__Challenge__.
Please count the lines below that contain the string "Draw", treating uppercase and lowercase as different. Reply with only the number.

#### Data for this task ####

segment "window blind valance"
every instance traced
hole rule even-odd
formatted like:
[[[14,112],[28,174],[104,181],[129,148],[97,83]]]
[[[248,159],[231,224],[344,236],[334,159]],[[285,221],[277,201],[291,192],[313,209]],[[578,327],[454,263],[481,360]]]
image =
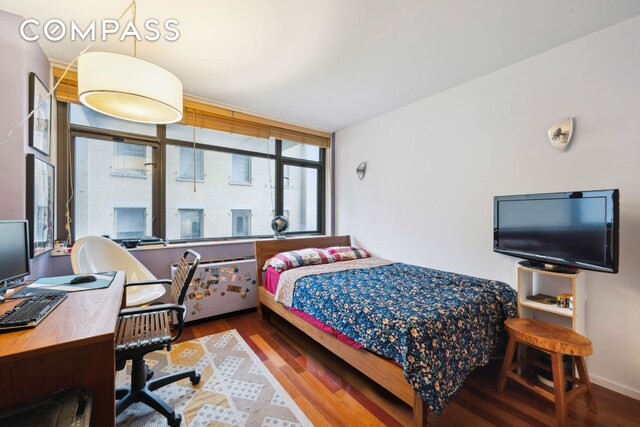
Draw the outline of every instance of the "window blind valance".
[[[63,69],[53,68],[53,76],[56,80],[59,80],[63,73]],[[63,102],[79,102],[78,73],[67,72],[56,90],[56,99]],[[184,111],[180,123],[256,138],[286,139],[322,148],[329,148],[331,145],[331,134],[328,132],[241,113],[191,99],[184,100]]]

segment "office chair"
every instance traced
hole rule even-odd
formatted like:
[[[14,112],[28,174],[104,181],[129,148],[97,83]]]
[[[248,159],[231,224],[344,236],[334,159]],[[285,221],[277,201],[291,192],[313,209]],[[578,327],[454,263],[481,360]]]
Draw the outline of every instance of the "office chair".
[[[172,304],[125,308],[120,311],[115,338],[116,369],[123,369],[127,360],[132,361],[132,366],[131,386],[116,389],[116,400],[118,400],[116,415],[122,413],[132,403],[142,402],[167,417],[170,426],[179,426],[182,422],[182,416],[176,414],[166,402],[153,393],[153,390],[187,377],[191,380],[191,384],[198,384],[200,374],[195,369],[190,369],[149,381],[153,371],[148,369],[144,356],[163,348],[171,351],[171,344],[182,336],[186,316],[184,299],[199,262],[200,255],[192,250],[187,250],[180,258],[171,282]],[[157,282],[127,283],[125,287],[147,286]],[[177,327],[177,331],[172,335],[171,315],[174,313],[177,325],[173,326]]]
[[[87,236],[78,239],[71,251],[71,268],[74,274],[100,273],[125,270],[127,282],[153,281],[156,277],[125,248],[111,239]],[[149,304],[165,294],[160,283],[153,286],[135,286],[127,289],[127,307]]]

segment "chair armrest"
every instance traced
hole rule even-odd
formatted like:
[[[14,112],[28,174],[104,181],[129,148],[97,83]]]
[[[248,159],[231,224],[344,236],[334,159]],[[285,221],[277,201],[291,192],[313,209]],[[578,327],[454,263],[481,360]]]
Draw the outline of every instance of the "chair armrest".
[[[170,285],[170,284],[171,284],[171,280],[169,280],[169,279],[141,280],[139,282],[125,283],[124,287],[128,288],[129,286]]]
[[[184,305],[180,304],[158,304],[158,305],[150,305],[146,307],[135,307],[135,308],[123,308],[118,313],[118,317],[120,316],[131,316],[135,314],[145,314],[145,313],[153,313],[156,311],[175,311],[176,318],[178,319],[178,333],[171,337],[171,342],[176,342],[182,336],[182,332],[184,331],[184,319],[186,317],[187,309]],[[176,325],[173,325],[176,326]]]

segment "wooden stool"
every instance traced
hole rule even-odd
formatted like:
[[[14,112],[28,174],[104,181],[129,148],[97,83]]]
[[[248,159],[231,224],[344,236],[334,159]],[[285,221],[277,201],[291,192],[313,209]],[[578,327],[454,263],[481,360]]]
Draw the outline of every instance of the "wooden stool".
[[[580,394],[584,393],[589,410],[597,412],[596,402],[591,393],[589,374],[583,358],[583,356],[590,356],[593,352],[589,338],[583,337],[570,329],[533,319],[507,319],[504,325],[509,331],[509,344],[507,345],[507,352],[500,370],[498,391],[504,391],[507,378],[511,378],[529,390],[555,402],[558,426],[567,425],[567,404]],[[551,356],[553,393],[513,372],[515,369],[526,366],[529,363],[536,364],[529,356],[521,362],[513,362],[513,355],[518,342]],[[562,364],[562,356],[565,354],[574,357],[579,379],[573,375],[565,375]],[[573,382],[573,389],[569,392],[565,390],[565,378]]]

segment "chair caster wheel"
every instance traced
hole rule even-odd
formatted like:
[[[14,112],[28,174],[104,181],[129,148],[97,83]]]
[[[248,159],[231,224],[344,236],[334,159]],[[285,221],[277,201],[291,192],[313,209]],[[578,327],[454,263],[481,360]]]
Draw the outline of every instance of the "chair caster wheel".
[[[182,415],[180,414],[176,414],[176,417],[173,419],[173,421],[169,421],[170,427],[179,427],[180,424],[182,424]]]
[[[200,374],[196,372],[196,374],[191,377],[191,384],[196,385],[200,382]]]

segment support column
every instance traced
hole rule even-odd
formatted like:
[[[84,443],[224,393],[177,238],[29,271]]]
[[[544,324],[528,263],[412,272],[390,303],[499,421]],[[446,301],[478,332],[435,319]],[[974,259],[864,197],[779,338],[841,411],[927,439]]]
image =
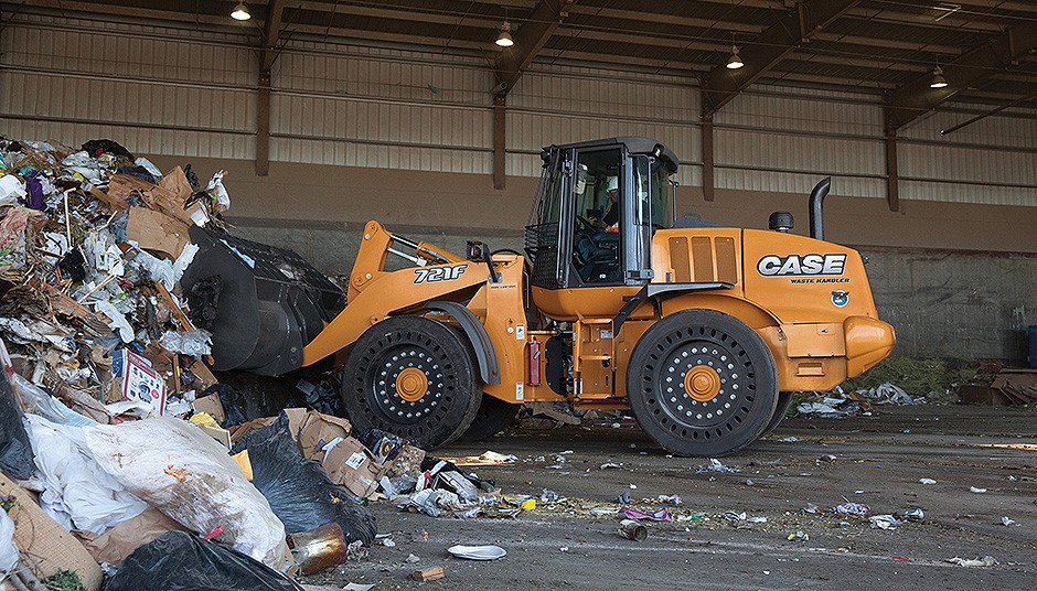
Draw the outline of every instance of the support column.
[[[270,172],[270,72],[259,73],[256,94],[256,176]]]
[[[706,201],[715,197],[713,178],[713,116],[702,118],[702,194]]]
[[[505,163],[505,115],[507,112],[507,99],[504,95],[493,97],[493,189],[504,189],[504,163]]]
[[[900,211],[900,174],[897,171],[897,132],[886,133],[886,201],[890,212]]]

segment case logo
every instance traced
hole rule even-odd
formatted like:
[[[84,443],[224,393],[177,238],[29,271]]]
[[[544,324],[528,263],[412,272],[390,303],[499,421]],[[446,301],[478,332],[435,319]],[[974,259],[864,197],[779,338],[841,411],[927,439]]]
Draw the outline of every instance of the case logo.
[[[843,291],[843,290],[833,291],[832,303],[834,303],[836,308],[842,308],[846,305],[847,303],[849,303],[849,292]]]
[[[756,264],[763,277],[843,275],[846,255],[767,255]]]

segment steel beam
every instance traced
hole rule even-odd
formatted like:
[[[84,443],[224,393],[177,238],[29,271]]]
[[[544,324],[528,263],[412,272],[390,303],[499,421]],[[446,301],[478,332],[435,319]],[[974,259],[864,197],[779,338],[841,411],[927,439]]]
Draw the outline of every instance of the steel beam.
[[[923,74],[886,98],[884,119],[889,135],[970,86],[1009,67],[1037,51],[1037,22],[1019,24],[973,47],[947,64],[941,64],[948,85],[930,88],[931,74]]]
[[[859,0],[804,0],[794,11],[782,15],[777,23],[744,44],[739,55],[745,66],[727,69],[718,64],[703,79],[703,117],[715,114],[750,84],[769,72],[792,50],[811,35],[855,7]]]
[[[504,95],[493,97],[493,189],[504,189],[506,100]]]
[[[713,201],[716,196],[716,181],[713,176],[713,117],[702,120],[702,196]]]
[[[494,94],[506,96],[530,67],[536,54],[544,49],[562,21],[568,17],[567,8],[576,0],[541,0],[530,19],[515,31],[515,44],[504,50],[496,62]]]
[[[897,135],[886,135],[886,201],[890,212],[900,211],[900,172],[897,168]]]
[[[270,172],[270,68],[277,60],[277,37],[286,0],[270,0],[259,44],[259,80],[256,90],[256,176]]]

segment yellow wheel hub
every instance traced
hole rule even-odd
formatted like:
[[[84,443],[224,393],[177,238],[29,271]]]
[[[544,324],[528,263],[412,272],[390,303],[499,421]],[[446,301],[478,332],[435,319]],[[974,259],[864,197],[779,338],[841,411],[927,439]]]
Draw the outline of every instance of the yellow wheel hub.
[[[417,367],[406,367],[396,376],[396,394],[408,402],[417,402],[428,391],[428,378]]]
[[[720,376],[708,365],[696,365],[684,376],[684,391],[699,402],[708,402],[720,391]]]

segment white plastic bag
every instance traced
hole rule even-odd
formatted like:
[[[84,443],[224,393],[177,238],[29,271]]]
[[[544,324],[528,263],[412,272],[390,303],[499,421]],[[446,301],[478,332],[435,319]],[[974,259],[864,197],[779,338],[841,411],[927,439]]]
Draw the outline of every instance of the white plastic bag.
[[[0,581],[18,565],[18,546],[14,546],[14,522],[0,508]]]
[[[165,417],[83,429],[101,470],[200,535],[284,572],[285,526],[226,448],[196,426]],[[217,528],[222,528],[217,529]]]
[[[221,170],[213,174],[213,178],[209,180],[209,185],[205,187],[211,195],[215,195],[216,203],[223,205],[224,209],[231,208],[231,195],[227,193],[227,189],[223,186],[223,175],[226,174],[226,171]]]
[[[99,469],[83,428],[29,415],[25,430],[44,484],[40,505],[65,529],[100,535],[148,508]]]

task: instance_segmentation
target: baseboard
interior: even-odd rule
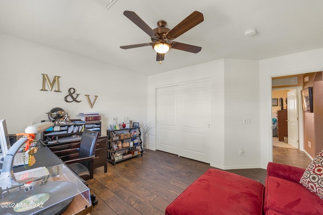
[[[250,165],[250,166],[222,166],[218,165],[216,164],[210,164],[210,166],[216,168],[220,169],[223,170],[239,170],[243,169],[262,169],[259,165]]]

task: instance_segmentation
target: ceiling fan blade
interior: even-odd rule
[[[136,44],[134,45],[124,45],[120,46],[120,48],[123,49],[128,49],[129,48],[138,48],[139,47],[148,46],[148,45],[151,45],[152,42],[147,42],[146,43]]]
[[[203,14],[194,11],[177,26],[169,31],[166,36],[169,39],[174,39],[204,20]]]
[[[165,57],[165,53],[163,54],[161,54],[157,52],[157,56],[156,56],[156,61],[164,61]]]
[[[195,53],[199,52],[201,49],[202,49],[201,47],[189,45],[188,44],[182,43],[181,42],[173,42],[172,44],[172,48]]]
[[[145,22],[144,22],[135,12],[133,11],[125,11],[123,15],[126,16],[132,22],[140,28],[147,34],[150,36],[154,37],[157,34],[152,30]]]

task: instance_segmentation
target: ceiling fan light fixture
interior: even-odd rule
[[[165,42],[158,42],[154,44],[152,47],[156,52],[159,53],[166,53],[171,49],[171,46]]]

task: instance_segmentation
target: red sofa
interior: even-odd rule
[[[165,214],[323,214],[323,200],[299,183],[304,171],[270,163],[264,186],[243,176],[210,169],[167,207]]]

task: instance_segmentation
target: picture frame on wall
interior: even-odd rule
[[[312,87],[309,87],[301,91],[302,106],[303,112],[313,113]]]
[[[139,128],[139,123],[132,123],[133,128]]]
[[[272,106],[278,106],[278,98],[273,98],[272,99]]]

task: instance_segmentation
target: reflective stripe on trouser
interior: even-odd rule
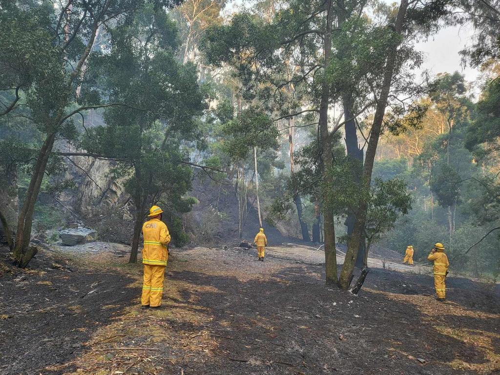
[[[406,263],[407,262],[408,262],[408,264],[413,264],[413,256],[412,256],[412,255],[407,255],[406,256],[405,256],[404,257],[404,259],[403,260],[403,263]]]
[[[165,266],[144,264],[144,278],[140,304],[152,307],[162,304]]]
[[[446,286],[444,284],[445,275],[434,274],[434,288],[438,298],[446,298]]]

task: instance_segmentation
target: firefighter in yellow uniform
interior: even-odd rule
[[[257,245],[257,255],[258,256],[258,260],[264,261],[264,252],[266,246],[268,246],[268,239],[264,234],[264,230],[260,228],[258,233],[255,236],[254,240],[254,243]]]
[[[144,278],[142,308],[159,308],[162,304],[163,280],[168,257],[166,246],[170,242],[168,228],[162,221],[162,212],[160,207],[154,206],[150,209],[150,220],[142,225]]]
[[[450,262],[448,257],[444,252],[444,246],[442,244],[438,242],[434,245],[434,248],[427,257],[428,260],[434,262],[434,288],[436,290],[438,300],[443,302],[446,300],[446,285],[444,280],[448,273]]]
[[[404,259],[403,260],[403,264],[408,262],[410,266],[413,264],[413,246],[410,245],[406,247],[406,253],[404,254]]]

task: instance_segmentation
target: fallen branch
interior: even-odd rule
[[[363,283],[364,282],[364,279],[366,278],[366,275],[368,274],[368,272],[370,272],[370,269],[368,267],[365,266],[363,268],[361,272],[361,274],[358,279],[358,281],[356,282],[356,284],[354,284],[354,286],[353,286],[350,292],[354,294],[357,294],[361,289],[361,287],[363,286]]]
[[[186,338],[186,341],[184,342],[184,344],[182,346],[188,346],[188,341],[189,341],[192,338],[194,338],[196,337],[198,337],[198,336],[202,336],[206,333],[206,332],[204,332],[202,334],[194,334],[194,335],[193,335],[192,336],[188,336],[188,337]]]
[[[92,349],[90,352],[106,352],[108,350],[157,350],[158,348],[106,348],[102,349]]]
[[[491,233],[494,230],[499,230],[499,229],[500,229],[500,226],[496,226],[496,228],[494,228],[493,229],[492,229],[489,232],[488,232],[486,234],[484,234],[484,236],[482,236],[482,238],[480,240],[478,241],[478,242],[476,242],[476,244],[474,244],[472,246],[471,246],[470,248],[469,248],[468,249],[467,249],[466,251],[465,252],[464,252],[464,254],[466,254],[468,252],[469,252],[469,251],[470,250],[471,248],[474,248],[476,244],[480,244],[483,240],[484,240],[485,238],[486,238],[486,237],[488,236],[488,234],[489,234],[490,233]]]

####

__Task response__.
10